MESSAGE DU PAPE JEAN-PAUL II AUX EVÊQUES DE LA CONFÉRENCE ÉPISCOPALE DE TANZANIE EN
VISITE "AD LIMINA APOSTOLORUM"
Chers frères Evêques,
1. Je regrette de ne pas pouvoir vous recevoir au Vatican
cette fois, mais je vous souhaite cependant la bienvenue, Pasteurs de l'Eglise qui
est en Tanzanie, à l'occasion de votre visite "ad limina Apostolorum". Je vous salue
tous de la Polyclinique "Gemelli", où j'offre mes prières et mes souffrances pour
vous, dont je me sens particulièrement proche au cours de ces journées. M'adressant
à vous pour la première fois en ce nouveau millénaire, sur la base de vos rapports
quinquennaux, je désire parler avec vous de trois parties intégrantes de votre ministère
pastoral: la sollicitude pour la famille, la sollicitude pour le clergé et la sollicitude
pour le bien commun de la société dans votre région.

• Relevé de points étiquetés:
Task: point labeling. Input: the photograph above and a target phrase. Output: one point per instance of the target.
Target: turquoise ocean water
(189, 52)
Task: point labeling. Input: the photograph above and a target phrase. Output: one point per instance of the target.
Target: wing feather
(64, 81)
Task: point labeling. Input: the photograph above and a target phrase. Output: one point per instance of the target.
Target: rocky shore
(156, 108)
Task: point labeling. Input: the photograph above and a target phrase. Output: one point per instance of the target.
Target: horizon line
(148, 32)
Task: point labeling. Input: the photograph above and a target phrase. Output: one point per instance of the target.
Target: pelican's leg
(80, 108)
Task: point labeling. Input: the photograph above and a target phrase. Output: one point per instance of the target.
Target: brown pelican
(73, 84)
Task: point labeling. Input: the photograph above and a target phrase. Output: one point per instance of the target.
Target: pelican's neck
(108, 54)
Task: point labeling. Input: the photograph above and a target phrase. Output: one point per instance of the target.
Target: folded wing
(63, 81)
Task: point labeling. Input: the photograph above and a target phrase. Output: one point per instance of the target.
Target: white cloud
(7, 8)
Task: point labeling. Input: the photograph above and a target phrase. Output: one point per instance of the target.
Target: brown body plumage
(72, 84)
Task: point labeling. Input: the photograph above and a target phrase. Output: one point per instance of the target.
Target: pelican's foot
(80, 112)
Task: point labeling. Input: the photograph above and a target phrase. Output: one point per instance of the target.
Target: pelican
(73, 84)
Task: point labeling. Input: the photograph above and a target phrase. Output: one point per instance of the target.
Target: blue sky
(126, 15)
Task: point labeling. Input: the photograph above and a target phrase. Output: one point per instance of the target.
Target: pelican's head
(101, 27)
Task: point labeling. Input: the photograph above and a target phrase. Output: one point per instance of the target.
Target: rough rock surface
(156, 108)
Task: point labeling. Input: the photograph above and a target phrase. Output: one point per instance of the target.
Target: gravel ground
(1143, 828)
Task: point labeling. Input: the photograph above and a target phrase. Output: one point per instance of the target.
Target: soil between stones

• OBJECTIF 1: Reproduisez le passage du message qui commence à « MESSAGE DU PAPE » et se termine à « dans votre région. ».
• OBJECTIF 2:
Répondez aux questions suivantes d'après le message :
(a) De quel lieu le pape salue-t-il les évêques ?
(b) À l'occasion de quelle visite les évêques sont-ils accueillis ?
(c) Quelles sont les trois parties du ministère pastoral dont le pape veut parler ?
Le relevé n'a aucun rapport avec le message.

• RÉPONSE ATTENDUE 1:
MESSAGE DU PAPE JEAN-PAUL II AUX EVÊQUES DE LA CONFÉRENCE ÉPISCOPALE DE TANZANIE EN
VISITE "AD LIMINA APOSTOLORUM"
Chers frères Evêques,
1. Je regrette de ne pas pouvoir vous recevoir au Vatican
cette fois, mais je vous souhaite cependant la bienvenue, Pasteurs de l'Eglise qui
est en Tanzanie, à l'occasion de votre visite "ad limina Apostolorum". Je vous salue
tous de la Polyclinique "Gemelli", où j'offre mes prières et mes souffrances pour
vous, dont je me sens particulièrement proche au cours de ces journées. M'adressant
à vous pour la première fois en ce nouveau millénaire, sur la base de vos rapports
quinquennaux, je désire parler avec vous de trois parties intégrantes de votre ministère
pastoral: la sollicitude pour la famille, la sollicitude pour le clergé et la sollicitude
pour le bien commun de la société dans votre région.

• RÉPONSE ATTENDUE 2:
(a) De la Polyclinique « Gemelli ».
(b) De leur visite « ad limina Apostolorum ».
(c) La sollicitude pour la famille, la sollicitude pour le clergé et la sollicitude pour le bien commun de la société dans leur région.